● **本文抜粋**
# # # #

日焼け止めを過信すると怖いぞ

By: Kazusei Akiyama, MD


Wave and Sun. Praia Cacimba do Padre. Caju©2009

2010年01月

今月のひとりごと:「日焼け止めを過信すると怖いぞ」

夏になりましたね。今月は日焼けの話です。121日付けのブラジルの全国紙E新聞で「市販の日焼け止めの消費者テストをしたところ、2商品しかパスしなかった」といった記事が記載され、物議を醸しました。日焼けが好きなブラジル人でも気になる話題なわけです。なにしろ 米国では過去40年の間に皮膚ガン(註1)の発症率が3倍以上であるとのデータが示すように、オゾン層の破壊など環境の変化で太陽光の強さは年々増してきてるように思われます。日本人(黄色人種)の皮膚癌発症率は欧米白人(ピンク色人種)ほどではないですが、リスクが増えているのは間違いないでしょう。ほとんどの皮膚ガン(95%、基底細胞癌)は比較的予後良性ですがならないにこしたことはないですよね。 皮膚ガンもさることながら、極端な日焼けは皮膚の老化と直結します。

  • 註1.皮膚ガンの種類と特徴
    1. 有棘細胞ガン:表皮の有棘層から発生する。UVBの影響が大きい。比較的日本人に多い。転移あり。

# # # #

● **提供データ**
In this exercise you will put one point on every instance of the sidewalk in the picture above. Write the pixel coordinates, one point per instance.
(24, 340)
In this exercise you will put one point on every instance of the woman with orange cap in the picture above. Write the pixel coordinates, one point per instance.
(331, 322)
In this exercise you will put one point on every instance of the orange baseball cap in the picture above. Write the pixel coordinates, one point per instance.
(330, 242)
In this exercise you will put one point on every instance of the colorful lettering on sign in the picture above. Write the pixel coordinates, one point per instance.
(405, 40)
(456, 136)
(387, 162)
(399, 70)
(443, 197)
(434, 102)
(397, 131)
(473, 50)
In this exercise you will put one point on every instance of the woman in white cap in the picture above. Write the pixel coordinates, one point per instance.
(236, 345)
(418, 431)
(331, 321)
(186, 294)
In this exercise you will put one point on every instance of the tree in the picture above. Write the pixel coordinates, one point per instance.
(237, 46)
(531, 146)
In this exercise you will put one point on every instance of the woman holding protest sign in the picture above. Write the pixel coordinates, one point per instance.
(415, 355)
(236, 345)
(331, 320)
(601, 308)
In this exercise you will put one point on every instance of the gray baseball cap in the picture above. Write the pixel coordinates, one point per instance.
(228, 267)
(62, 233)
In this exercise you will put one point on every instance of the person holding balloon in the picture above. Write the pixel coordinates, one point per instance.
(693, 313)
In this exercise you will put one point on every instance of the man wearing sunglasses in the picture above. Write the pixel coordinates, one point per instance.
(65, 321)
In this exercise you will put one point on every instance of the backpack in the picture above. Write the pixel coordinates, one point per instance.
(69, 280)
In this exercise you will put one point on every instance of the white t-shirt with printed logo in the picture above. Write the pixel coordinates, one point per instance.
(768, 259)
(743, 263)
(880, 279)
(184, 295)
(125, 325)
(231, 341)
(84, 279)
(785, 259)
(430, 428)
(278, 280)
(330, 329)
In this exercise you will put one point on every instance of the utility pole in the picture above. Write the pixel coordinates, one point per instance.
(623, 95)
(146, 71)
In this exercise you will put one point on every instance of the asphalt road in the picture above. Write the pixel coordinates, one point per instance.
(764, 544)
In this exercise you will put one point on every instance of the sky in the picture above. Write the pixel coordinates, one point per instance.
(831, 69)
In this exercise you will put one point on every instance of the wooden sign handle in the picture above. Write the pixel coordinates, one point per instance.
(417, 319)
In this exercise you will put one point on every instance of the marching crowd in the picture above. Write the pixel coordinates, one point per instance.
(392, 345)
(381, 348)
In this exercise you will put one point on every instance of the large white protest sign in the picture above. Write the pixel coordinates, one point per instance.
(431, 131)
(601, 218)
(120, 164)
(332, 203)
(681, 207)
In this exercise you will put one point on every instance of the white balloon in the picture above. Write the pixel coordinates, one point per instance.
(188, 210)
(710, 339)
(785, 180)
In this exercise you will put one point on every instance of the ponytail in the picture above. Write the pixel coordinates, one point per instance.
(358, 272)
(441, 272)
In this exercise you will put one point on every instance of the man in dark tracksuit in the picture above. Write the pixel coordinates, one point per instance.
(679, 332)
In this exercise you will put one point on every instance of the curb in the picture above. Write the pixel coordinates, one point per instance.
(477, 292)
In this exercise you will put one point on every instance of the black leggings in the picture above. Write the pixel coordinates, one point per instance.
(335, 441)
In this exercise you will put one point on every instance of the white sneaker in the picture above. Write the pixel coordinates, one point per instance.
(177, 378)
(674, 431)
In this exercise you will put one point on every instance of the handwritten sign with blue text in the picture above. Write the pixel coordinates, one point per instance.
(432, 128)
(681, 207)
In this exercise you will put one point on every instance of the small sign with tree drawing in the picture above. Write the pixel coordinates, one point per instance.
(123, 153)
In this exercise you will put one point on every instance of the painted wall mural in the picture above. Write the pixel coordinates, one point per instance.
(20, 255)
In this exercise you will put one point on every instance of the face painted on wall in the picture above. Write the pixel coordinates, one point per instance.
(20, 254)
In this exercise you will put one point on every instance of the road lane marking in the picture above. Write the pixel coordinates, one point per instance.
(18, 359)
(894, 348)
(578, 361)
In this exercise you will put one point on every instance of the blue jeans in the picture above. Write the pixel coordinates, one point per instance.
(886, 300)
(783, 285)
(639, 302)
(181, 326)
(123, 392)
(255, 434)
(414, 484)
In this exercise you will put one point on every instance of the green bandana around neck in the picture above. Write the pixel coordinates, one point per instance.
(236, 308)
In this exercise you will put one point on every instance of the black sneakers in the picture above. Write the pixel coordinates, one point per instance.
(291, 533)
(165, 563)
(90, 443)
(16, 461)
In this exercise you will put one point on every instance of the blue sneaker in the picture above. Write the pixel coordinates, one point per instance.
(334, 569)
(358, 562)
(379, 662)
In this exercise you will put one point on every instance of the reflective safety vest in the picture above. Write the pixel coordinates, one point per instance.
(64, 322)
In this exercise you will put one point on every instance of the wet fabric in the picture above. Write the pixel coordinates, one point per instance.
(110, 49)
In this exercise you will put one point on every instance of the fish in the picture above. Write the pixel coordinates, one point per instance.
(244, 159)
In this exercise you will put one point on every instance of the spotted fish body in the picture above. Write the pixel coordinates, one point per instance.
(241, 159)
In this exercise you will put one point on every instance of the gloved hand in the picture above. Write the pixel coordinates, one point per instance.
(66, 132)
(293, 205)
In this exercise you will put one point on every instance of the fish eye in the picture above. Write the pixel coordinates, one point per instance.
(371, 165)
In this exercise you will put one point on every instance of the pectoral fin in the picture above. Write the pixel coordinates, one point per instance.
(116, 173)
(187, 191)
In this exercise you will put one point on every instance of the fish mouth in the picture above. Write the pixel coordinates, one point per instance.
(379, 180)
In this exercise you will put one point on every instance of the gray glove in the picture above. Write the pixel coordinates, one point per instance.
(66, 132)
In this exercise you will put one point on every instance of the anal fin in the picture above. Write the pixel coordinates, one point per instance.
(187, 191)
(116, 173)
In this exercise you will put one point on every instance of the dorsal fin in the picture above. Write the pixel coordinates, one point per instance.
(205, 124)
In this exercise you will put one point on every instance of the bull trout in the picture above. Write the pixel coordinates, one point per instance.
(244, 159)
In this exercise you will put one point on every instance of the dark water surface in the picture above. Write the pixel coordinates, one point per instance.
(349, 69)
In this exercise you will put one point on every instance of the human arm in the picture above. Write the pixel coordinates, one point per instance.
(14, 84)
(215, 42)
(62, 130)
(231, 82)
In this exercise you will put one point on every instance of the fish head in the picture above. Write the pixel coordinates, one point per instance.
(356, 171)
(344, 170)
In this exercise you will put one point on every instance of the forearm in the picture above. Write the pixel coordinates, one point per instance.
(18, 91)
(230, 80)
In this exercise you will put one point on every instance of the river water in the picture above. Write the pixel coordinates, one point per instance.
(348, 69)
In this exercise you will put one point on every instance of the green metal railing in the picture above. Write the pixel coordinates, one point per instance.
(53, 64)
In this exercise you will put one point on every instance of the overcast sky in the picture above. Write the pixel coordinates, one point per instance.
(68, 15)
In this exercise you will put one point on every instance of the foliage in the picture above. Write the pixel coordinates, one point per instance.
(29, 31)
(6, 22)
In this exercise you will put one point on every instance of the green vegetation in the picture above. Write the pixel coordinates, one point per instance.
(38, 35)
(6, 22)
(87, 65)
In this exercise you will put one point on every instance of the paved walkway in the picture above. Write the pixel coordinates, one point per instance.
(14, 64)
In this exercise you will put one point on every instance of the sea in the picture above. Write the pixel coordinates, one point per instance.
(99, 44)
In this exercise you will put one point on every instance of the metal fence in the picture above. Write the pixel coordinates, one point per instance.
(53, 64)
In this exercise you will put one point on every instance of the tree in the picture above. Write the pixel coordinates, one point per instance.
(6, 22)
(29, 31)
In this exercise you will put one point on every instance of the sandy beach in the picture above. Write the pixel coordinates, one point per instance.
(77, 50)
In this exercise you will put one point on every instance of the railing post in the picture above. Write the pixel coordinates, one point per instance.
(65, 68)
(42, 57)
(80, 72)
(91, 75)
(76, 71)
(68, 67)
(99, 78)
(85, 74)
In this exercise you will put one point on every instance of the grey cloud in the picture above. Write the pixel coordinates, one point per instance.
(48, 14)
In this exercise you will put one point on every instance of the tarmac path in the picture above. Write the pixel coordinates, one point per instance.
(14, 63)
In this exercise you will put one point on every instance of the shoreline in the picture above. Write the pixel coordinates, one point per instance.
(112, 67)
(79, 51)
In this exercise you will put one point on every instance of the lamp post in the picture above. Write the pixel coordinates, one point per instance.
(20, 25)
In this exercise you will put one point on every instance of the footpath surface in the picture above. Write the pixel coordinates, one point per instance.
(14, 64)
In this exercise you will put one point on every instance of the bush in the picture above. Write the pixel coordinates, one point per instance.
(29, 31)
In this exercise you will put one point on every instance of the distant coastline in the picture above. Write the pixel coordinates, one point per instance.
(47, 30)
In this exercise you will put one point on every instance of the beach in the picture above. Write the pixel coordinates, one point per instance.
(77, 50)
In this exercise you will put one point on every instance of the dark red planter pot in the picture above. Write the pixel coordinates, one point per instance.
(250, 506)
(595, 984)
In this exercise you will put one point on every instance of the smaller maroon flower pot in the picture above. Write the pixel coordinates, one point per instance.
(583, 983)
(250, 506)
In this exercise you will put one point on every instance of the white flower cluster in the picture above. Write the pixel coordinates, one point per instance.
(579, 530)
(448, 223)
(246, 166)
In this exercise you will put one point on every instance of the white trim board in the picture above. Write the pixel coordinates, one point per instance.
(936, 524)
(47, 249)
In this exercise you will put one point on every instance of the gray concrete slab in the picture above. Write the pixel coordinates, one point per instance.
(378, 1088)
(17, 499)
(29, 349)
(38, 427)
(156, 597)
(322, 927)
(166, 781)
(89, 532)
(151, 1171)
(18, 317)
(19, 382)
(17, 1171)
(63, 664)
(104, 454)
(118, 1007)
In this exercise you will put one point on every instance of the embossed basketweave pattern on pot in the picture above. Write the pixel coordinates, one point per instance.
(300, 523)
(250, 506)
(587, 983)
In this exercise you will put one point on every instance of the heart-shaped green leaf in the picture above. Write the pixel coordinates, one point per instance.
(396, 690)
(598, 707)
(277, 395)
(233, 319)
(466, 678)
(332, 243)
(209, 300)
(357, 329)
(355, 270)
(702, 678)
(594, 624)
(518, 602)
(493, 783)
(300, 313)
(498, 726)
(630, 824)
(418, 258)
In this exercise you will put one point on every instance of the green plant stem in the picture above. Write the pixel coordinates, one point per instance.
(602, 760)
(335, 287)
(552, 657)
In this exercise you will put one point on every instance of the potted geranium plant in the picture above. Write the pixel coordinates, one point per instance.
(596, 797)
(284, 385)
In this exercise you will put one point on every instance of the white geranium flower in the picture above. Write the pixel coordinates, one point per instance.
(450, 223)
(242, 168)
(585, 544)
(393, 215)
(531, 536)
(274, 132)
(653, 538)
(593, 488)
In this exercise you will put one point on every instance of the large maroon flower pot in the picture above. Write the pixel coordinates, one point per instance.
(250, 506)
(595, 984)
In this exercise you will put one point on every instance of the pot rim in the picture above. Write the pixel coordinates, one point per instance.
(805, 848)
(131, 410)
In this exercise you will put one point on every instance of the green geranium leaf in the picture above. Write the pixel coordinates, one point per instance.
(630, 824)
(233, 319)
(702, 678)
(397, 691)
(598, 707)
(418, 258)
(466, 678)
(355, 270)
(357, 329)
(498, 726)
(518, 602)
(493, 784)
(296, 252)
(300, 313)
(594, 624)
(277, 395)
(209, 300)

# # # #

● **課題**
[1] 本文抜粋によると、米国では過去40年の間に皮膚ガンの発症率は何倍以上になったか。
[2] 本文抜粋では、太陽光の強さが年々増しているように思われるのはなぜだとされているか、説明してください。

● **解答**
[1] 3倍以上。

[2] オゾン層の破壊などの環境の変化によって、太陽光の強さが年々増しているように思われるとされています。米国で過去40年に皮膚ガンの発症率が3倍以上になったというデータも、そのことを示すものとして挙げられています。